- What is required:
In the material below, find how many lines contain the string "jacket". Write only that number.

- Exercise data:

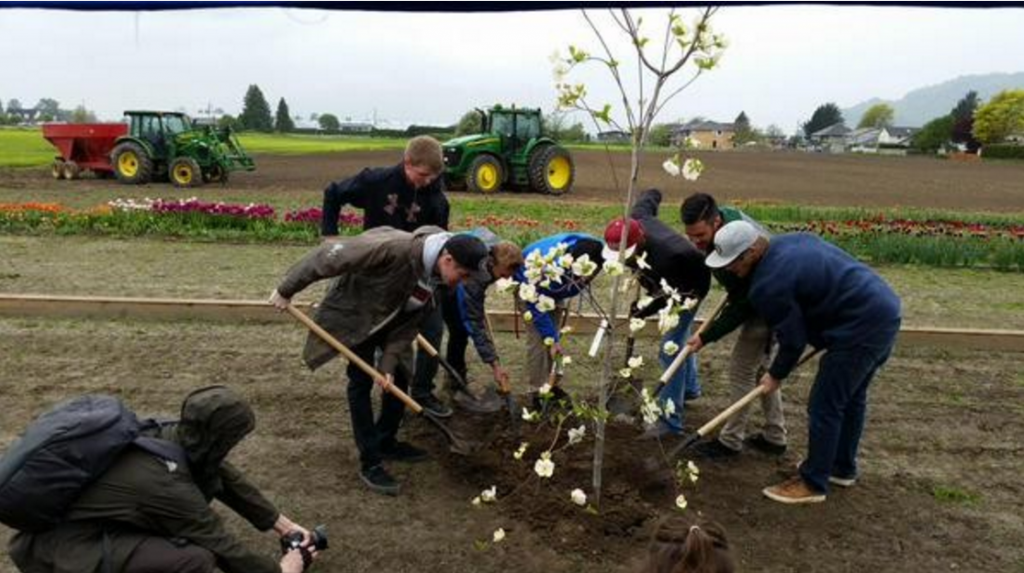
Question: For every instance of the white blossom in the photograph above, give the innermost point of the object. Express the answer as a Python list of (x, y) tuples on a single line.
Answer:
[(505, 284), (577, 434), (489, 494), (642, 261), (527, 293), (692, 169), (545, 303), (579, 497), (613, 268), (544, 466), (671, 166), (667, 319)]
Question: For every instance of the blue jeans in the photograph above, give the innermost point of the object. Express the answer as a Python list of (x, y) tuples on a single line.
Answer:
[(838, 405), (684, 382)]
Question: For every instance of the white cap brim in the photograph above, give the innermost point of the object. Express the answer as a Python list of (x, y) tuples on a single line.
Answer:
[(717, 261)]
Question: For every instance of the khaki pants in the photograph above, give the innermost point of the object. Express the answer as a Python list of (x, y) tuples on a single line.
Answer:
[(539, 356), (750, 352)]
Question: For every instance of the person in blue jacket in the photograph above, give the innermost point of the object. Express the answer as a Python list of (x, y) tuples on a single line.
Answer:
[(811, 293), (546, 324)]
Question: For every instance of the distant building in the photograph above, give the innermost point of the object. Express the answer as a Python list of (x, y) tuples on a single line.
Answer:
[(710, 135), (832, 138)]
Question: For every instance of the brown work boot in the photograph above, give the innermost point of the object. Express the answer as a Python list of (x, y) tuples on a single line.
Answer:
[(794, 490)]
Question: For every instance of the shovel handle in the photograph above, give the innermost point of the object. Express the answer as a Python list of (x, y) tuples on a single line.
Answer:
[(671, 370), (747, 399), (429, 349), (354, 358)]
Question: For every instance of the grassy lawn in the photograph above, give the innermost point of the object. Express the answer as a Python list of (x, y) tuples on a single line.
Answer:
[(25, 147)]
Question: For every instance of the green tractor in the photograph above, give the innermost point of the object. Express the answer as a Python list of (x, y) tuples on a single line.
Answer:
[(511, 150), (161, 142)]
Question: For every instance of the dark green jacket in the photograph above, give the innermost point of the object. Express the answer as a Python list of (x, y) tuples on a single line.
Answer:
[(737, 309), (141, 495)]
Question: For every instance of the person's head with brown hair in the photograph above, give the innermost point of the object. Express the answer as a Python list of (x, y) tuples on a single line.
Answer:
[(683, 546), (507, 259), (423, 161)]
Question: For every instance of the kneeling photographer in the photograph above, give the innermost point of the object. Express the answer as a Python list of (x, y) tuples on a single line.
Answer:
[(150, 510)]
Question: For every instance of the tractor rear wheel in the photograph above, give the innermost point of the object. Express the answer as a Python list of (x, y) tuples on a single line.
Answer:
[(70, 170), (216, 174), (485, 175), (132, 165), (551, 170), (185, 172)]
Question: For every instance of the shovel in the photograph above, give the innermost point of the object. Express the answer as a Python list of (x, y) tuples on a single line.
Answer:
[(456, 444), (687, 350), (463, 395), (728, 412)]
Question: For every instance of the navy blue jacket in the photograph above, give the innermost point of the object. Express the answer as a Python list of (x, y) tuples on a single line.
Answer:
[(670, 255), (386, 200), (811, 292)]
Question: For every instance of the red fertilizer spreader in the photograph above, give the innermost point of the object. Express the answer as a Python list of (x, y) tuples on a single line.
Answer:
[(83, 147)]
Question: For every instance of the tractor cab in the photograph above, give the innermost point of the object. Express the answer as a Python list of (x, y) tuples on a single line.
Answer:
[(168, 142), (511, 150)]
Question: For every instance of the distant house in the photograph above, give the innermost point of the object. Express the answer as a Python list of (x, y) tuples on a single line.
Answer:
[(891, 140), (614, 136), (355, 127), (832, 138), (710, 135)]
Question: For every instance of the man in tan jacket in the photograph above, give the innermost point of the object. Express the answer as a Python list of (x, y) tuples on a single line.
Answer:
[(383, 287)]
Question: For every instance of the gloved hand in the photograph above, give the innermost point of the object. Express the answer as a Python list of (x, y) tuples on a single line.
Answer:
[(279, 302)]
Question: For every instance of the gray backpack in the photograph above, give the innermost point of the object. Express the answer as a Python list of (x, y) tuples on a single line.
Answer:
[(61, 452)]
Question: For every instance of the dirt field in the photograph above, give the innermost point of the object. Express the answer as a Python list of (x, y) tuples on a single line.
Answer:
[(942, 455), (940, 489), (783, 176)]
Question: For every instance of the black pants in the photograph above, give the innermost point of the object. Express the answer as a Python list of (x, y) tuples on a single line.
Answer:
[(458, 336), (432, 328), (373, 434)]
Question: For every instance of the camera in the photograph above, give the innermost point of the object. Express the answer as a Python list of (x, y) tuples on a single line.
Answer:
[(293, 539)]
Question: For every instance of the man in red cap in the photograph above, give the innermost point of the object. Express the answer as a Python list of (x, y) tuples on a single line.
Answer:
[(660, 256)]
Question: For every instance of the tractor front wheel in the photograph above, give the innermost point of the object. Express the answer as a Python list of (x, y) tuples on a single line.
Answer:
[(132, 165), (485, 175), (185, 172), (551, 170)]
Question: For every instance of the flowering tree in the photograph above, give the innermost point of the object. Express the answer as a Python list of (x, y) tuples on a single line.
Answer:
[(687, 50)]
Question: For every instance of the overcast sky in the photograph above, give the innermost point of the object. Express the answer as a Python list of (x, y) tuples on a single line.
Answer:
[(781, 62)]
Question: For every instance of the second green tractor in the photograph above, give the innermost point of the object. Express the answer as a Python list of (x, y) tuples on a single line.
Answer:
[(511, 150)]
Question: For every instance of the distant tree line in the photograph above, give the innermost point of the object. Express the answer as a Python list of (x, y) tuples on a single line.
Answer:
[(47, 109)]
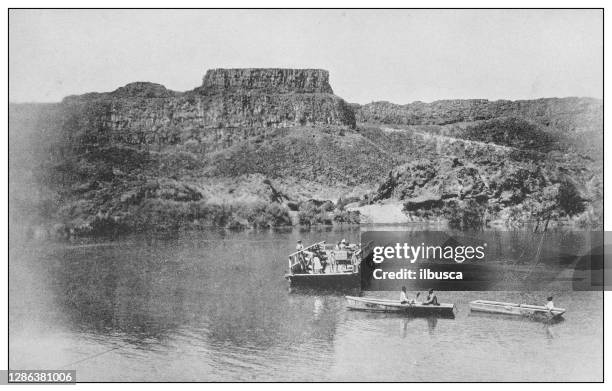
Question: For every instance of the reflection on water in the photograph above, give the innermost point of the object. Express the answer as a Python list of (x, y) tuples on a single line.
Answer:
[(214, 306)]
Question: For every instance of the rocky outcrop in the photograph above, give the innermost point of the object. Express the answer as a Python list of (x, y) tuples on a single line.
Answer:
[(213, 115), (578, 113), (272, 80)]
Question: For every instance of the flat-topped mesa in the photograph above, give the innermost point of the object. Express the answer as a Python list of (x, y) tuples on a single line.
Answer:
[(274, 80)]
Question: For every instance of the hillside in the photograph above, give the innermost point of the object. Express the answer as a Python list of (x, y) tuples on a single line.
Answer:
[(269, 147)]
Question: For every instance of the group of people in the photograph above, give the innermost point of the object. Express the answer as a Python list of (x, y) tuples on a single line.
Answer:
[(317, 257), (431, 299)]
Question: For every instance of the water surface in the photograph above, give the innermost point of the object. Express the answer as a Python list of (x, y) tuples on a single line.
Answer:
[(214, 306)]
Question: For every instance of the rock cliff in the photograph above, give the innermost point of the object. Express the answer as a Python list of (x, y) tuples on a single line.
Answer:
[(251, 147), (210, 115)]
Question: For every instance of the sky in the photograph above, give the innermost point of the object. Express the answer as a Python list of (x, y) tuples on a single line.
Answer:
[(394, 55)]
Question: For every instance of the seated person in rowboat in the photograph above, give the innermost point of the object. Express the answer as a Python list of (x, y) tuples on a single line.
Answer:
[(404, 297), (432, 299)]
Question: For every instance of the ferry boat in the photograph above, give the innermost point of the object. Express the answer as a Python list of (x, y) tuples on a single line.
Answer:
[(326, 266)]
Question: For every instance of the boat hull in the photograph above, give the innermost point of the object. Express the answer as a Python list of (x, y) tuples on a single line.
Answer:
[(391, 306), (525, 310), (325, 280)]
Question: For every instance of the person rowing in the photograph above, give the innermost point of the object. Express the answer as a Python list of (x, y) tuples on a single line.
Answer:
[(549, 305), (432, 299), (404, 297)]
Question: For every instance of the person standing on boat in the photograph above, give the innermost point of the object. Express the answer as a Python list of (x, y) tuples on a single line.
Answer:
[(549, 305), (299, 248), (432, 299), (403, 297)]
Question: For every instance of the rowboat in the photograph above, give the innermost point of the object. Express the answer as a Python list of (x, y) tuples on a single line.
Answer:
[(497, 307), (394, 306)]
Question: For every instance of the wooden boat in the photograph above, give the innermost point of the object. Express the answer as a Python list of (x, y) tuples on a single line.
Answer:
[(321, 266), (497, 307), (394, 306)]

- Solution to this problem:
4